··· TRECHO FORNECIDO ···
A reprodução está forçando os organismos a “expressar essas características sexuais que tornam a temperatura corporal super quente”, explica Leith. Em todo o reino animal, e ao longo de diferentes estágios de acasalamento, da atração à fertilização, os pesquisadores encontraram inúmeros casos em que a reprodução afeta a temperatura corporal.
Em alguns deles, as preferências sexuais têm um custo térmico para o animal. As leoas, por exemplo, tendem a ser mais atraídas por leões com jubas mais escuras. Mas, como acontece com os testículos melanizados do lagarto, substâncias mais escuras absorvem mais calor, expondo os leões com essas jubas mais atraentes a mais estresse térmico e tornando-os menos propensos a se adaptar a climas mais quentes. Ou seja: as feras de juba escura tendem a produzir uma prole menor do que os leões de juba mais clara.
Em outros casos, os animais evoluíram para desenvolver proteções térmicas de acordo com essas preferências. As cigarras, insetos cujos machos são conhecidos por seu zumbido alto durante o acasalamento, podem gerar calor metabólico e aumentar a temperatura corporal em 20 graus, a fim de manter o zumbido.
···
▸ **INSTRUÇÕES DA TAREFA**: Escreva a continuação do texto sobre como a reprodução afeta a temperatura corporal dos animais, começando logo após a última frase.
··· DADOS FORNECIDOS ···
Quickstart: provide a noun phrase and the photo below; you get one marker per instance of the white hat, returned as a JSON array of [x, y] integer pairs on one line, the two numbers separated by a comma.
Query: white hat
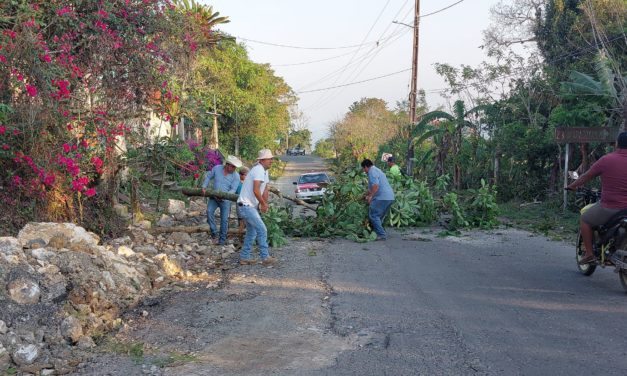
[[265, 154], [233, 160]]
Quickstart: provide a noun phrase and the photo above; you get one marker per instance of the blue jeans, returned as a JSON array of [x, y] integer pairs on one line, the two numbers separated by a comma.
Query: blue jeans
[[255, 228], [225, 209], [376, 213]]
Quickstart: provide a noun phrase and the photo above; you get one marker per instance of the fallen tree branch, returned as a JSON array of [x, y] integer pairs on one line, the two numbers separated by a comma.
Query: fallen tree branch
[[209, 193], [188, 229], [233, 197], [294, 200]]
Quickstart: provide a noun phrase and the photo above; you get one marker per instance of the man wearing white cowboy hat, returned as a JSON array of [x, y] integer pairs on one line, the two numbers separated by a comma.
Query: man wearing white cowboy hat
[[255, 194], [225, 179]]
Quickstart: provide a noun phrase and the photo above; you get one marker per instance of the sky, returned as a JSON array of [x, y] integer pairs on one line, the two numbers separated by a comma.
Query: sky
[[318, 45]]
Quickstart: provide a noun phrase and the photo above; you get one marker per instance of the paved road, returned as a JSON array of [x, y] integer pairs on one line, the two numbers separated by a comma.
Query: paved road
[[504, 302], [297, 165]]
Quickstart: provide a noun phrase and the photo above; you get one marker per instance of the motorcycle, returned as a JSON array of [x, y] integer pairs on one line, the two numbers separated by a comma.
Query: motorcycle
[[609, 241]]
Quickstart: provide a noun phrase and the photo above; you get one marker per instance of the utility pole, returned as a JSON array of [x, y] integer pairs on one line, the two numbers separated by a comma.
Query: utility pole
[[213, 137], [413, 91]]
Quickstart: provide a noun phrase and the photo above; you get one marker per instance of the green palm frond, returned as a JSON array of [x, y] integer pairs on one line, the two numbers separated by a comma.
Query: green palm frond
[[606, 76]]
···
▸ **ESPAÇO DA RESPOSTA**:
Mesmo que pareça que seu canto vai “cozinhá-lo por dentro”, diz Leith, na verdade ele os ajuda a se aquecer no próprio “coro” nos momentos mais frios do dia, enquanto os rivais não estão tão ativos e a maioria dos predadores não está por perto.
À medida que as mudanças climáticas trazem temperaturas mais altas em todo o mundo, os animais que se adaptaram para tolerar o calor certamente têm uma vantagem. “Há muitas maneiras interessantes por meio das quais a seleção sexual cria adaptações às mudanças climáticas”, diz Leith.
Os chifres afiados e elegantes do antílope bongo são ornamentos sexuais construídos para atrair as fêmeas – e para combater os machos rivais. Mas eles também ajudam a dissipar o calor. Em um futuro mais quente, eles poderiam ajudar os antílopes a sobreviver. Talvez os chifres fiquem ainda maiores, para ajudar a regular as temperaturas e atrair ainda mais parceiros.
Alguns cientistas previram que os organismos como um todo poderiam ficar menores, porque é mais fácil sobreviver com menos massa corporal para esfriar. Mas, em algumas espécies, membros maiores são mais bem-sucedidos sexualmente.
É o caso dos elefantes marinhos mais volumosos, que conseguem lutar contra os menores. Ao fazê-lo, eles geram excesso de calor, mas seus corpos se adaptaram ao resfriamento, aumentando o fluxo sanguíneo cuticular durante as brigas.
Mesmo que os organismos estejam atualmente tolerando o calor de alguma forma, será mais difícil suportar um mundo muito mais quente. Após o sexo, os besouros japoneses machos “ficam com a fêmea por um longo tempo”, explica Leith, ficando de guarda para evitar que machos rivais interfiram na fertilização.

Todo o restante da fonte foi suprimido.